*Aim*:
Rewrite the rows from the first line to the line containing "[(577, 331)]", both included and requests kept. Multiply every x and y coordinate in the answers by 1.85 and round to whole numbers with halves up, leaving the numbers in the requests and their format samples unchanged.

Named-object pointing rows:
☆ ☆ ☆

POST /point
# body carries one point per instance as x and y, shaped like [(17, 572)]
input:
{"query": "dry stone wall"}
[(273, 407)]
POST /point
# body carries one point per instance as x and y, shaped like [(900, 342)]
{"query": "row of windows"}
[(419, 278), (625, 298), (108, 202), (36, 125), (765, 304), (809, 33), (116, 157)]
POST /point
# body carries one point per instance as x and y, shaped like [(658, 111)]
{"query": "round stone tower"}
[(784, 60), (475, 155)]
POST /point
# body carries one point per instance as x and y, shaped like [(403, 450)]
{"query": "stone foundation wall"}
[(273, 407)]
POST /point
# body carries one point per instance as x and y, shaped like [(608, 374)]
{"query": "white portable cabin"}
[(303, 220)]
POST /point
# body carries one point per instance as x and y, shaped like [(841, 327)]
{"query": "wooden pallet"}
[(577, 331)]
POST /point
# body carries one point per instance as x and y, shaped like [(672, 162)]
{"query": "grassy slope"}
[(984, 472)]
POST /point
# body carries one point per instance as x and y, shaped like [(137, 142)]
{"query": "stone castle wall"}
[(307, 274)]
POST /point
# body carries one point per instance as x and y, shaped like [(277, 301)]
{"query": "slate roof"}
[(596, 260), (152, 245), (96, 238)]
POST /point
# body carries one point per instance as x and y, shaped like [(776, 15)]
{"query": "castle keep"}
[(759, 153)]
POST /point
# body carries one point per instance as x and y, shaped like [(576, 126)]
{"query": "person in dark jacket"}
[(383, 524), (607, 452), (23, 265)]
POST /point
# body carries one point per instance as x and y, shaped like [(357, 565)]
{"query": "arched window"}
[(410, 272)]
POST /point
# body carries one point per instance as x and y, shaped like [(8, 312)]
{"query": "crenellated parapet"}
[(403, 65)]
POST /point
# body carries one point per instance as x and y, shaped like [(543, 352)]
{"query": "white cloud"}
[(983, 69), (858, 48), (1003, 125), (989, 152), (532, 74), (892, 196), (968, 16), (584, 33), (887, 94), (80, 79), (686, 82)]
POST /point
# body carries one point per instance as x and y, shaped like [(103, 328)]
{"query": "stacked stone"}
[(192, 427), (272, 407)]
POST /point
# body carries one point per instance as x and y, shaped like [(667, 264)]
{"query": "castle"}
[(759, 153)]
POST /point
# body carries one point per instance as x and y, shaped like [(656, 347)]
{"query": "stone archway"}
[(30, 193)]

☆ ☆ ☆

*Response*:
POST /point
# body carries one point per instance as x and y, shaped like [(17, 572)]
input:
{"query": "dry stone wall"}
[(505, 753)]
POST /point
# body carries one point per instance as x and y, shaped like [(900, 342)]
{"query": "row of windows"}
[(775, 514), (1156, 551), (200, 374), (67, 231), (1415, 562), (1497, 61), (215, 290)]
POST /point
# body carries one point per instance as x and y, shaped like [(658, 111)]
{"query": "round stone tower"}
[(1450, 111), (879, 287)]
POST /point
# body carries one point per instance as x and y, shaped like [(403, 450)]
{"query": "stone foundation wall"}
[(505, 753)]
POST /point
# body carries one point per instance as x and y, shaped like [(608, 374)]
{"query": "white portable cabin"}
[(561, 407)]
POST /point
# body carries one point per instance as x and y, shaped like [(841, 327)]
{"query": "wooden pallet"}
[(1067, 612)]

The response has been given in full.